DIRECTIONS:
Write out the entries below once more, exactly, with the pictures left out.

RECORDS:
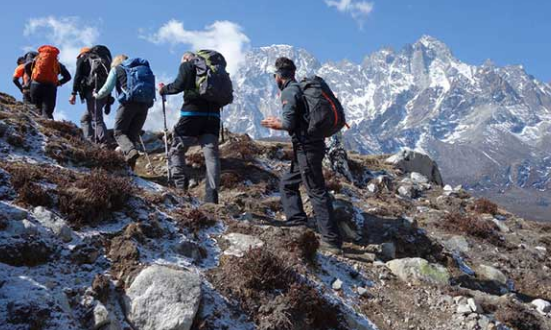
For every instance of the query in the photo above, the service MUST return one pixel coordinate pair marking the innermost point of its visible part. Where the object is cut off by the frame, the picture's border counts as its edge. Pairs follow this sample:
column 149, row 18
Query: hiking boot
column 330, row 248
column 132, row 158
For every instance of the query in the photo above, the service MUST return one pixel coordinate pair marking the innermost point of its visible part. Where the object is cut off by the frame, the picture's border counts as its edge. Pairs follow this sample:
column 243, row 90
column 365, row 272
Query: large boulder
column 54, row 223
column 239, row 244
column 163, row 298
column 419, row 271
column 410, row 161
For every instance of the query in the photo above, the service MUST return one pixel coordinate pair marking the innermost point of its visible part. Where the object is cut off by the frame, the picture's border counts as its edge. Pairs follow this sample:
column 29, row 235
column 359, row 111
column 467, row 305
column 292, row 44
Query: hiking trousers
column 44, row 98
column 129, row 122
column 306, row 168
column 92, row 119
column 192, row 131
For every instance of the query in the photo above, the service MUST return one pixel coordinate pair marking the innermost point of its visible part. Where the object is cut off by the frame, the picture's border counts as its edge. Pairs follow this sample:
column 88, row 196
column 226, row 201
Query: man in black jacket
column 199, row 124
column 306, row 166
column 91, row 122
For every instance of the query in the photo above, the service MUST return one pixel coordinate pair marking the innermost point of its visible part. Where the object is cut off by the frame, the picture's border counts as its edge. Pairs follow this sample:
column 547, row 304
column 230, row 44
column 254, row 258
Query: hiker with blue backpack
column 310, row 114
column 207, row 88
column 135, row 85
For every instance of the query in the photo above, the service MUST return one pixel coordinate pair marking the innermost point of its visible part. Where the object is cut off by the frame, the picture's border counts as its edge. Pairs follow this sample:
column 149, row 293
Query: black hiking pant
column 306, row 168
column 44, row 98
column 203, row 131
column 129, row 122
column 92, row 123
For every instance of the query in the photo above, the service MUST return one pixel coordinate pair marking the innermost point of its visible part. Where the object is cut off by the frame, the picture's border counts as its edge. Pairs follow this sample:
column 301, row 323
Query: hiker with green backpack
column 93, row 66
column 310, row 114
column 135, row 85
column 207, row 88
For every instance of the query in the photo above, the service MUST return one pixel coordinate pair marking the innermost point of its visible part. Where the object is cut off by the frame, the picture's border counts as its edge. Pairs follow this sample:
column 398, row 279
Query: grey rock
column 162, row 298
column 457, row 244
column 189, row 249
column 418, row 271
column 463, row 309
column 542, row 306
column 104, row 319
column 418, row 178
column 388, row 250
column 53, row 222
column 337, row 284
column 240, row 244
column 22, row 228
column 491, row 274
column 502, row 227
column 411, row 161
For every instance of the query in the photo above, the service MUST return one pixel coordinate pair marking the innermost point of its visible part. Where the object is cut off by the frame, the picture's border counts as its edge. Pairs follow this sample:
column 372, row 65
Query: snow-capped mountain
column 487, row 126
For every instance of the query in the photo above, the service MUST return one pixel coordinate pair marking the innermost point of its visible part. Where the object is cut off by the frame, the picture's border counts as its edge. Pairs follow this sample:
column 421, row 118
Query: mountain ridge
column 422, row 97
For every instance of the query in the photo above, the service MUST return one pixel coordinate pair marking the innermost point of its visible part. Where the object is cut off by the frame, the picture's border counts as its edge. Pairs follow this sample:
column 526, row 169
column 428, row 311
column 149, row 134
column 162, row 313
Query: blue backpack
column 140, row 82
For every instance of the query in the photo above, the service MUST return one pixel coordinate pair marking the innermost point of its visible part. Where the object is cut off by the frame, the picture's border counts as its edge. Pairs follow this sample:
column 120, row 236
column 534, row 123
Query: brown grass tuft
column 93, row 197
column 193, row 220
column 473, row 226
column 483, row 205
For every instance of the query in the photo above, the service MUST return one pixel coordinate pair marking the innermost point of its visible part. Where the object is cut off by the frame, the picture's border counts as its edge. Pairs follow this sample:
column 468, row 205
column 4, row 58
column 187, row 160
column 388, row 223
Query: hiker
column 93, row 65
column 44, row 71
column 306, row 166
column 134, row 101
column 338, row 159
column 199, row 122
column 21, row 80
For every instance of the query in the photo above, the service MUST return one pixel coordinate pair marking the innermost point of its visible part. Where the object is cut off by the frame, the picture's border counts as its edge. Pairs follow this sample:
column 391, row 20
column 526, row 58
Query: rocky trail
column 87, row 244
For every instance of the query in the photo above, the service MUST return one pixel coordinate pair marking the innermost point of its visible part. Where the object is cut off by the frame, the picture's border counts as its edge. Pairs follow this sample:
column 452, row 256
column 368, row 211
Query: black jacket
column 185, row 82
column 65, row 75
column 294, row 113
column 81, row 75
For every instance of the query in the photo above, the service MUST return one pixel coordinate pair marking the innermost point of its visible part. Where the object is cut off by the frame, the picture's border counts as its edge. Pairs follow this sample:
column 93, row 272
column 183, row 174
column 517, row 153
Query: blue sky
column 508, row 32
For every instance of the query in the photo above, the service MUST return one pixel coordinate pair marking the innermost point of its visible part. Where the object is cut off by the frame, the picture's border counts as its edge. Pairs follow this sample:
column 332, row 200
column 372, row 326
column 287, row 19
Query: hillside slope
column 87, row 244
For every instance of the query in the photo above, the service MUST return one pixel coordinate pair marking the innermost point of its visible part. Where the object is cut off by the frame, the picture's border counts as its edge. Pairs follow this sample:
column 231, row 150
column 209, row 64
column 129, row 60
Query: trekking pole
column 166, row 141
column 96, row 140
column 149, row 165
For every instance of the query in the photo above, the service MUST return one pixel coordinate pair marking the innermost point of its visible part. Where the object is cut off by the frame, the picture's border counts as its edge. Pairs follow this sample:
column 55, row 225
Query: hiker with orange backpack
column 44, row 71
column 19, row 75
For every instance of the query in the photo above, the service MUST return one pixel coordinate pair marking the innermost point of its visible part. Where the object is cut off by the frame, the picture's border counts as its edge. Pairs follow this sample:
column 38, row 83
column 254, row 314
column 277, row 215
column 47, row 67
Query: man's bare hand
column 272, row 123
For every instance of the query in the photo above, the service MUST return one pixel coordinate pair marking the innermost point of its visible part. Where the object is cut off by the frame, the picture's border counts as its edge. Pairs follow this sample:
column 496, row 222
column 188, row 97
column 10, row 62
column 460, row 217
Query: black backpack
column 324, row 112
column 213, row 81
column 30, row 56
column 99, row 58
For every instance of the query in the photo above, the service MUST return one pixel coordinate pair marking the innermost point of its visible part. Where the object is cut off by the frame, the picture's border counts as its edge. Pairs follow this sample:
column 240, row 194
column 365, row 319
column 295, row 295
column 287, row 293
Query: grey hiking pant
column 93, row 118
column 209, row 144
column 306, row 168
column 129, row 122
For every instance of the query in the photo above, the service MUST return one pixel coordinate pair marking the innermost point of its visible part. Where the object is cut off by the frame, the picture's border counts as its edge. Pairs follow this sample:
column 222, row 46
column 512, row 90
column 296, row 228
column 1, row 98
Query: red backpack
column 46, row 66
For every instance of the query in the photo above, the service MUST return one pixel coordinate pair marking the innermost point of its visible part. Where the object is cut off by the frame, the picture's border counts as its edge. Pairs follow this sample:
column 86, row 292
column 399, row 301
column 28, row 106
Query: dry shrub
column 63, row 128
column 272, row 293
column 93, row 197
column 243, row 147
column 518, row 317
column 23, row 180
column 230, row 180
column 473, row 226
column 483, row 205
column 332, row 182
column 196, row 159
column 193, row 220
column 82, row 153
column 306, row 246
column 32, row 194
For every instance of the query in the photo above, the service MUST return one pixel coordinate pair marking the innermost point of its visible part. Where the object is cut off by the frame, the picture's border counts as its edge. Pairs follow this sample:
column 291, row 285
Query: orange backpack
column 46, row 66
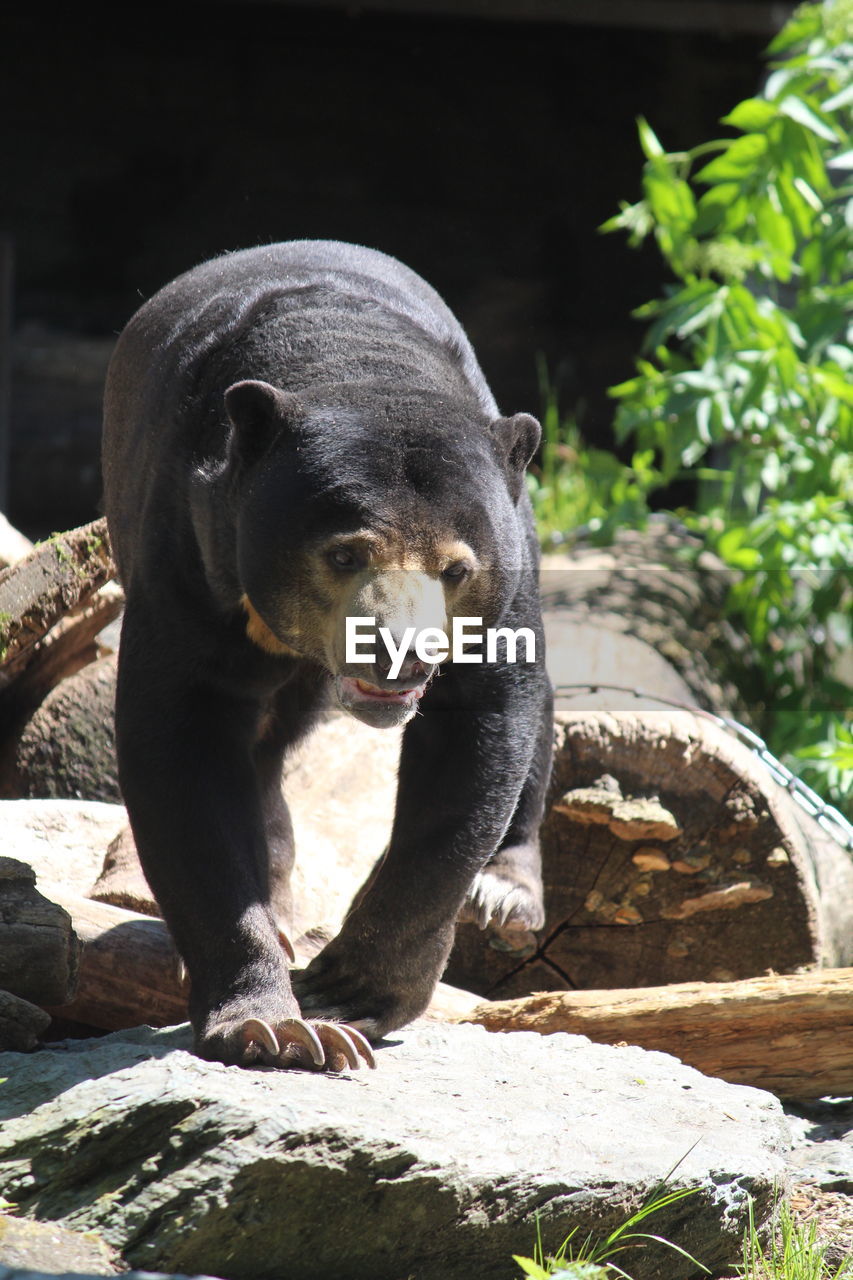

EXERCISE RESULT:
For every instance of the query in the photo above, the service MUST return one pixel coordinate pair marking the innermost point of its visible part. Where the object is cut off by the frame, the picture's border counts as its edge. Pairs follow this sample:
column 149, row 18
Query: hiking boot
column 330, row 248
column 132, row 158
For every instance of the query in the photo above, the service MUST return one pixel coordinate pair marking the innermost point of its visible part. Where the object is cut off by the frame, the picture's border counts as its edge. Pairs follow this sample:
column 243, row 90
column 365, row 272
Query: large boulder
column 54, row 223
column 239, row 244
column 163, row 298
column 419, row 271
column 410, row 161
For every instance of the query in the photo above, the service MUST return one pixel coordinate pair marking the innermost point of its visible part. Where the object is cut off by the frame, the picture's border counts as its edge. Pairs follow this sample:
column 29, row 235
column 359, row 111
column 467, row 305
column 292, row 44
Query: hiking trousers
column 44, row 98
column 129, row 122
column 306, row 168
column 92, row 119
column 192, row 131
For every instance of the query in the photo above, the service MUST return one pixel coordinate pair marking the innermost point of its visible part. Where the object is cut off by the frame, the picture's border counts as its edge. Pairs follow this sample:
column 88, row 196
column 226, row 201
Query: man in black jacket
column 199, row 124
column 306, row 166
column 91, row 122
For every instance of the query in the photo above, the service MUST return one pixel coordinate pair marking the innermost point of its visible part. Where the object is cut off by the frame, the picture's border counts as its edge. Pairs follow this sample:
column 547, row 304
column 230, row 44
column 254, row 258
Query: hiker with blue backpack
column 310, row 114
column 207, row 88
column 135, row 85
For every instance of the query in the photo above, the service MUST return one pixel coordinate pair marking the innermost point of its visible part. Where the object is cut off by the frame, the picture's border counts as its edge. Pairs follow this sample:
column 149, row 293
Query: black hiking pant
column 306, row 168
column 44, row 98
column 203, row 131
column 129, row 122
column 92, row 123
For every instance of the query in the photo above, the service MUST return one pixel coordinate pair marking the innermost point of its visible part. Where the object is cut off by the frame, the picture's border counts as its edge. Pairs follow this sample:
column 301, row 323
Query: hiker with green backpack
column 93, row 66
column 310, row 114
column 135, row 85
column 207, row 88
For every instance of the query in the photo above, the service MUST return one pixel coordinate pair marking the innermost point of its visible part. Where the object is cut off by the frame, the picture's border counts as its edge. Pairs follow this sample:
column 398, row 279
Query: grey rock
column 162, row 298
column 457, row 244
column 189, row 249
column 418, row 271
column 463, row 309
column 542, row 306
column 104, row 319
column 418, row 178
column 388, row 250
column 53, row 222
column 337, row 284
column 240, row 244
column 22, row 228
column 491, row 274
column 502, row 227
column 411, row 161
For every instance of the query in the photo above, the service MUST return one pixel coordinate pair marking the innermost point of its visible part. Where the object is cut off by the frame, the picture's border counts as its edge. Pairs follow this sample:
column 372, row 65
Query: snow-capped mountain
column 487, row 126
For every instance of the query in the photo above, the service MUST return one pixel coordinate pair marking the innermost point of its visible part. Where the object is cut off by the frame, the picture's border counts as its edge. Pairs follow this sample:
column 421, row 118
Query: mountain ridge
column 422, row 97
For every instance of the query in the photo above, the service MUST return one pixel coordinate pair marking the innermost point of its visible part. Where the object is cut off by the frame, the picture's border counts as its edge. Pairs follow this sample:
column 526, row 169
column 428, row 311
column 149, row 134
column 162, row 313
Query: blue backpack
column 140, row 82
For every instance of the query in the photo above, the service MUST return one pixel coordinate pair marking the innermost point of its visible part. Where the object is cut off by the frame, the picture's border counts as its edge. Pairs follow this sample:
column 120, row 236
column 534, row 123
Query: brown grass tuft
column 93, row 197
column 193, row 220
column 473, row 226
column 483, row 205
For every instance of the query in the photo above, the service MUST return one pixel coordinate pair marking the innermost point of its visible part. Where the object is cut off by the frame, the picture's border counts as its edge. Pairs follow this sample:
column 468, row 205
column 4, row 58
column 187, row 160
column 388, row 223
Query: hiker
column 93, row 65
column 44, row 71
column 306, row 166
column 134, row 101
column 338, row 159
column 199, row 122
column 21, row 80
For every instance of the query in the photo above, the service MUST return one pixel coordinate pair marking the innermost point of its visible part. Where the object is cut off by the frame, the picture's border counts as its edge. Pairs follow this sample:
column 391, row 20
column 526, row 58
Query: rocky trail
column 87, row 244
For every instance of the query in the photo above, the service MUST return one pixel coordinate pair marking the innermost point of its visible part. Where the object is cut off by the frame, the picture's border counts as its edge. Pairs follow this sample:
column 452, row 256
column 368, row 211
Query: black jacket
column 185, row 82
column 65, row 75
column 294, row 113
column 81, row 75
For every instance of the query in the photo above, the service MUST return one pixel coordinate pair marking the innermost point of its visible part. Where the object is cut off by the frame, the picture's border counts as its edge. Pairs follow this sample:
column 93, row 272
column 183, row 174
column 517, row 153
Query: blue sky
column 508, row 32
For every instance of the query in the photo above, the service MUST return one pixel coordinate pair marking the innermost point of its visible part. Where the object is cut off by the frame, the picture's border counts as its edge. Pairs follow this sample:
column 332, row 200
column 372, row 326
column 287, row 19
Query: hillside slope
column 87, row 244
For every instance of the query in the photo above, the service MUST return one pixel coordinate pair marking the innermost point of its visible part. Where the object is cut off by the frame, the picture's border counts as its edge. Pairs follow this sample:
column 231, row 150
column 209, row 64
column 129, row 60
Query: trekking pole
column 166, row 141
column 96, row 140
column 149, row 165
For every instance of the query in the photo above, the service MUST return one pixel coordinate pair marking the innermost point of its visible part. Where the object is cut off by the frame, the picture's border counts as its edge. Pairs follow this sample:
column 55, row 225
Query: hiker with orange backpack
column 44, row 71
column 19, row 75
For every instance of the query in the photo above, the service MUST return one pixel coordinate pair marking the innermost point of its visible part. Where the object is cut off by the frame, the picture's border counts as its edge. Pairs follow this sample:
column 38, row 83
column 254, row 314
column 277, row 215
column 47, row 67
Query: man's bare hand
column 272, row 123
For every instance of the query in the photo above, the service MUST return one pixel coordinate pair marking the innermost point of its visible part. Where the object is cut off by the frame, the picture's border counts as its edge. Pairs follow this sample:
column 496, row 222
column 188, row 97
column 10, row 62
column 460, row 217
Query: black backpack
column 324, row 112
column 213, row 81
column 30, row 56
column 99, row 58
For every instance of the query in the photo above, the service MUST return one pixel coordinate pair marking the innermost point of its visible part. Where the object is cut off by the frame, the picture's border counts as its edge. Pairs follow this sample:
column 240, row 194
column 365, row 319
column 295, row 295
column 287, row 293
Query: grey hiking pant
column 93, row 118
column 209, row 144
column 306, row 168
column 129, row 122
For every instance of the query in the photo above, the service MUST return one pixel coordinate pair marking the innermost point of its visible part. Where the object is cut off by the frame, the picture's border counts as its edge. Pairs follow this sample:
column 222, row 46
column 512, row 90
column 296, row 228
column 1, row 98
Query: red backpack
column 46, row 66
For every instance of the query in the photo above, the service MUST return one pixel coordinate pair marking the innermost point of its visible part. Where the object is cut off by the frame, the picture's border counts as its edge. Pairs follow this sample:
column 86, row 292
column 399, row 301
column 28, row 106
Query: dry shrub
column 63, row 128
column 272, row 293
column 93, row 197
column 243, row 147
column 518, row 317
column 23, row 180
column 230, row 180
column 473, row 226
column 483, row 205
column 332, row 182
column 196, row 159
column 193, row 220
column 82, row 153
column 306, row 246
column 32, row 194
For every instance of the query in the photo above, the service MUST return one pixel coordinate pair marking the innermost point of its visible part. Where the object is cut off by the frame, the picture's border counts as its edge. Pairs follow this sample:
column 291, row 285
Query: orange backpack
column 46, row 66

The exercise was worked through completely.